**WORK REQUIRED:**
Using the entries below, output exactly the line containing "Can you find the stainless steel microwave" and all lines that follow it to the end.

▬▬▬▬▬▬▬▬▬▬

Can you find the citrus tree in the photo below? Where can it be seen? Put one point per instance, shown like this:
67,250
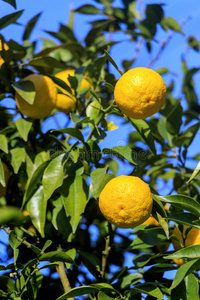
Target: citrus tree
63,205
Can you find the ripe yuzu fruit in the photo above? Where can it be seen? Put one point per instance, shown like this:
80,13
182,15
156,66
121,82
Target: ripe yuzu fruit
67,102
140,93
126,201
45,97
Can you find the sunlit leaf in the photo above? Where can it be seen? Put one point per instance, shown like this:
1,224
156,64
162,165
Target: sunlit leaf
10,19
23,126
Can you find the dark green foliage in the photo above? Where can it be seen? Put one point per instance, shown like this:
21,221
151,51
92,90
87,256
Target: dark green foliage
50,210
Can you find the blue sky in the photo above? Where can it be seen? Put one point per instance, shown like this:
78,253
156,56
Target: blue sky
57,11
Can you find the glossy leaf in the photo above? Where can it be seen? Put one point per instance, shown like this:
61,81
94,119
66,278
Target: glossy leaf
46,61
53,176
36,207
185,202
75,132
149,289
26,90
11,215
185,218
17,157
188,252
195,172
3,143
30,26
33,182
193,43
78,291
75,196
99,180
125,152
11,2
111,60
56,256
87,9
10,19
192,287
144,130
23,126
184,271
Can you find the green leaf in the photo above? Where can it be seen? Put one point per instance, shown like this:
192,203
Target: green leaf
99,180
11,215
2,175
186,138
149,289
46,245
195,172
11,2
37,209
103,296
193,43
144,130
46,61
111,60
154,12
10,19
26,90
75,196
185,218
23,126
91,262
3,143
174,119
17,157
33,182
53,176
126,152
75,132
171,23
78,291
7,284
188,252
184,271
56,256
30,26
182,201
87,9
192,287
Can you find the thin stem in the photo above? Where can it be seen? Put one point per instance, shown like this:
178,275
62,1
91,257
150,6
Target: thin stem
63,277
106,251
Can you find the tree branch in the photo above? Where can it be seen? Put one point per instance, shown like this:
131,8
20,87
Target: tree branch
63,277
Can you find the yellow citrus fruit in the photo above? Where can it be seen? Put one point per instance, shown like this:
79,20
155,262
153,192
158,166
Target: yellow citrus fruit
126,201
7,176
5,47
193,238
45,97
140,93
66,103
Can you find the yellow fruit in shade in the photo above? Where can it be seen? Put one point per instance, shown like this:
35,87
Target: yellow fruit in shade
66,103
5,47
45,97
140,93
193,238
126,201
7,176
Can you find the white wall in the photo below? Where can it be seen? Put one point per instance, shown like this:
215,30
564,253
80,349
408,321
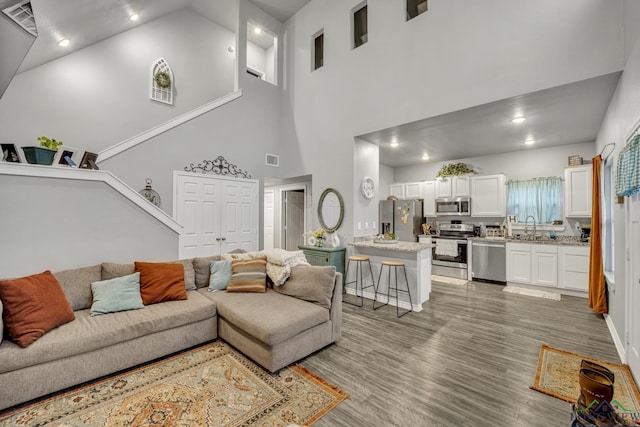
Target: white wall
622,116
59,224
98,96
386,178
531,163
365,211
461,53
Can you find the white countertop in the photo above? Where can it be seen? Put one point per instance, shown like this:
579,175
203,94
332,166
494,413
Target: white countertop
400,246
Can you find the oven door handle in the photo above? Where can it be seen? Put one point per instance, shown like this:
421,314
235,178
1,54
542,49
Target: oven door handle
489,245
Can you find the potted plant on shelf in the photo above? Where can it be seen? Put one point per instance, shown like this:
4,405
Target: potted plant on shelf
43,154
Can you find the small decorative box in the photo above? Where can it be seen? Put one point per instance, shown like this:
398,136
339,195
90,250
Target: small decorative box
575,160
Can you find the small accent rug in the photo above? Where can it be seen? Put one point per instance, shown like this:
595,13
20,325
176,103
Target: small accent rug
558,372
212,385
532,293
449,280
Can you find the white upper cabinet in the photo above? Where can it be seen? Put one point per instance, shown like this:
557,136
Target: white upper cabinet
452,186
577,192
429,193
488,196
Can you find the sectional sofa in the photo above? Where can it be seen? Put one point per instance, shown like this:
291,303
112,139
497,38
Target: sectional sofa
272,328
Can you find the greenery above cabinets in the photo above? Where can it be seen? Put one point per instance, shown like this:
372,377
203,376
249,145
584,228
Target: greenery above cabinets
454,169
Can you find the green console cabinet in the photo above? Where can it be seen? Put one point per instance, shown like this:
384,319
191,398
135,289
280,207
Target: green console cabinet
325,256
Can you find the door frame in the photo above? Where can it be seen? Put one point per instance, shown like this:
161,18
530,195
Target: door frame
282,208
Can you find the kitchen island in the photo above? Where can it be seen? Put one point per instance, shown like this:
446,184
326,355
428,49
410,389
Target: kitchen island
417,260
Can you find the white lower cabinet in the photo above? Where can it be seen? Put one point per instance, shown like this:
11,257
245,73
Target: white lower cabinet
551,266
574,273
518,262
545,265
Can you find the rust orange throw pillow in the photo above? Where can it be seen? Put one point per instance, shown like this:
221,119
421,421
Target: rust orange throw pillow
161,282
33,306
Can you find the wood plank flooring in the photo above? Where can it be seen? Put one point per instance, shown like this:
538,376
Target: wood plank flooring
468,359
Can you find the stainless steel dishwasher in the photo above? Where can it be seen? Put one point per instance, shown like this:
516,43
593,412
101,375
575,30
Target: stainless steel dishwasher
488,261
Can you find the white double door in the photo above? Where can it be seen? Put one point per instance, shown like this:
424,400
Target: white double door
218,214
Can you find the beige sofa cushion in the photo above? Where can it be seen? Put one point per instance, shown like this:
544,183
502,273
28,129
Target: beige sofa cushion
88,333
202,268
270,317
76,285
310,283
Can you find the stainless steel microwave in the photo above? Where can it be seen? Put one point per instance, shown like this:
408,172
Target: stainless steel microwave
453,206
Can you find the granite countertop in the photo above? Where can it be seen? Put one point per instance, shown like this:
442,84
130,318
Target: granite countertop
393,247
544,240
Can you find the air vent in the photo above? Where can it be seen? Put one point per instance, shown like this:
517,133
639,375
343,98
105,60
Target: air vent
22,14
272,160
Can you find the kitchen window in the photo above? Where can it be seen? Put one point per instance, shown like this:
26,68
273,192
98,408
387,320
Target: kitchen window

▬▬▬▬▬▬▬▬▬▬

**ANSWER TO THE TASK:**
Can you find the stainless steel microwave in the photo above? Where can it be seen? Put one point per instance, shown like this:
408,172
Target: stainless steel microwave
453,206
Can you find the granite countertop in the photo above? Where can it be seen? Put one point per instance, shown like this:
442,84
130,318
Target: granite countertop
393,247
544,240
Can you find the air vent in the photo above? Where can it be seen? Put one point per instance, shown like this:
517,133
639,375
343,98
105,60
Target: air vent
22,14
272,160
Can you find the kitchen window in the photo above? Where can it be seen? Put one point per instance, shown like this:
26,68
273,192
98,408
387,320
Target: kitchen window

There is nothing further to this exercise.